● EXERCISE DIRECTIONS
Copy each line exactly. Drop every picture.

** BEGIN DATASET RECORDS **

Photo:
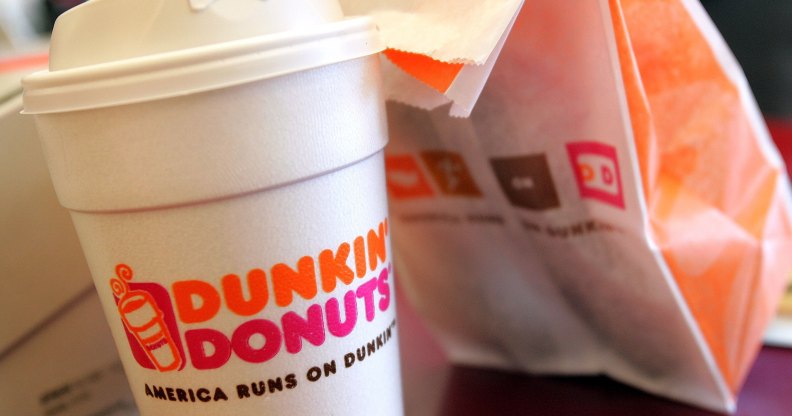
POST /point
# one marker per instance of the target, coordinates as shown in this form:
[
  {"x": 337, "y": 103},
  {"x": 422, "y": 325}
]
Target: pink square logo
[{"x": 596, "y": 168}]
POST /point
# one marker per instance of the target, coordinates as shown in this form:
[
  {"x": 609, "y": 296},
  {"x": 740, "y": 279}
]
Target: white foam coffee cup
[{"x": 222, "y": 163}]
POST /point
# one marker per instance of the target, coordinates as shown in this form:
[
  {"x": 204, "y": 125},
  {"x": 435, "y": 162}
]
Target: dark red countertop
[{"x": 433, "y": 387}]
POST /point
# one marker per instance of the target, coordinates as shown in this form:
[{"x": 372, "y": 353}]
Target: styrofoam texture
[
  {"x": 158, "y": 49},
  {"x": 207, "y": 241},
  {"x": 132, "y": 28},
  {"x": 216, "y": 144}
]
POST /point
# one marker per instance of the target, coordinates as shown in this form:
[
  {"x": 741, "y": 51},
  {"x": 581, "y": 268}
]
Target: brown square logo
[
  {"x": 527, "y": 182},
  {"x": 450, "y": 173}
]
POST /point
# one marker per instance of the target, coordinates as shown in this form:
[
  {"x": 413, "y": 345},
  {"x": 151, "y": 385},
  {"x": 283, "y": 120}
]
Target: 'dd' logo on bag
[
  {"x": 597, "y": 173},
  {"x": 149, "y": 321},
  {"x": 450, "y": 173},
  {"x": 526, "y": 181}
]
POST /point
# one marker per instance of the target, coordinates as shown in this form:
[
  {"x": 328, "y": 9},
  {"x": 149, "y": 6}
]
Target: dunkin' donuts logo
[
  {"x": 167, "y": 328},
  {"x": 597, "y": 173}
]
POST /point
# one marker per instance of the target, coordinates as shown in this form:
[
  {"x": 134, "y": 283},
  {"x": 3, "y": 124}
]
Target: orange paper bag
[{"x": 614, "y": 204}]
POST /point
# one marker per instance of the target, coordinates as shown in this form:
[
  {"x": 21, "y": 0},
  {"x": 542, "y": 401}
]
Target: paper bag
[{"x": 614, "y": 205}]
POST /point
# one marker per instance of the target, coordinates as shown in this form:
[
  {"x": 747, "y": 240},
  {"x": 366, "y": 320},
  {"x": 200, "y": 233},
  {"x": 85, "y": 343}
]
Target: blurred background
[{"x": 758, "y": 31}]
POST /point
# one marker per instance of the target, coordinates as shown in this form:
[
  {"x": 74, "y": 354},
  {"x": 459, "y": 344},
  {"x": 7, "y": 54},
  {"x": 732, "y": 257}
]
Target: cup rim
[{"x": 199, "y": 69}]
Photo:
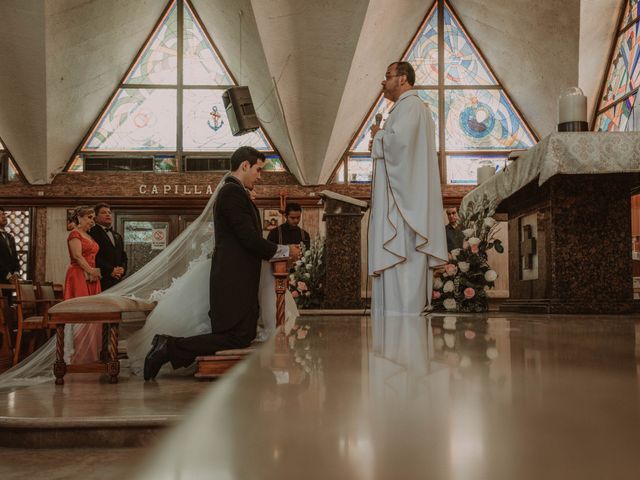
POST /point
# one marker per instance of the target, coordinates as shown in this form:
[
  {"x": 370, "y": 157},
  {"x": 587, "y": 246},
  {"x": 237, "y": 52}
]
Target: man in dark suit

** END DATASET RECORDS **

● FINAL RESULT
Photo:
POST /point
# one marker per instance of the target, coordinates as shown in this form:
[
  {"x": 337, "y": 103},
  {"x": 422, "y": 325}
]
Target: pink square logo
[{"x": 596, "y": 168}]
POST /point
# one marker per instance of the target, coordinates as shown in this form:
[
  {"x": 609, "y": 296},
  {"x": 740, "y": 279}
]
Target: white foam coffee cup
[{"x": 222, "y": 163}]
POST /point
# one marker per instance of the target, coordinates as shown in this form:
[
  {"x": 204, "y": 125},
  {"x": 435, "y": 162}
]
Target: dark red countertop
[{"x": 433, "y": 387}]
POST /point
# one marker per instance of the target, coordinates as shown in this form:
[{"x": 372, "y": 353}]
Target: styrofoam texture
[
  {"x": 158, "y": 49},
  {"x": 207, "y": 241},
  {"x": 132, "y": 28},
  {"x": 216, "y": 144}
]
POST /point
# one marker per instance of the target, coordinates as shown in this form:
[
  {"x": 741, "y": 51},
  {"x": 581, "y": 268}
]
Target: brown square logo
[
  {"x": 527, "y": 182},
  {"x": 450, "y": 173}
]
POST /point
# one marker per instance of the target, coordinates as shown in this form:
[
  {"x": 413, "y": 345},
  {"x": 151, "y": 385},
  {"x": 283, "y": 120}
]
Target: 'dd' logo on bag
[
  {"x": 597, "y": 173},
  {"x": 149, "y": 321},
  {"x": 450, "y": 173},
  {"x": 526, "y": 181}
]
POST /point
# one marker per instance of the target, coordinates as shown in this form:
[
  {"x": 328, "y": 9},
  {"x": 149, "y": 6}
]
Target: dunkin' donuts logo
[
  {"x": 167, "y": 328},
  {"x": 597, "y": 173}
]
POST /point
# one marker per instance of the target, coordinates as shown in this form:
[
  {"x": 134, "y": 283},
  {"x": 3, "y": 124}
]
Target: orange paper bag
[{"x": 614, "y": 204}]
POST /point
# one marker per instance of the target, coordinates as shown in this form:
[
  {"x": 21, "y": 0},
  {"x": 542, "y": 401}
]
Target: paper bag
[{"x": 614, "y": 205}]
POST /point
# one marker per instance of the target, coordinates as shown in this form:
[
  {"x": 747, "y": 240},
  {"x": 366, "y": 320},
  {"x": 200, "y": 233},
  {"x": 85, "y": 343}
]
Target: blurred background
[{"x": 758, "y": 31}]
POST /point
# one marker per instance of the target, coordinates as shown in this form:
[
  {"x": 74, "y": 354},
  {"x": 459, "y": 344},
  {"x": 7, "y": 54},
  {"x": 732, "y": 257}
]
Target: cup rim
[{"x": 199, "y": 69}]
Photo:
POST /point
# one marker per instance of the target, coordinates as shown in this form:
[
  {"x": 370, "y": 157},
  {"x": 587, "y": 246},
  {"x": 237, "y": 52}
]
Target: man in dark suit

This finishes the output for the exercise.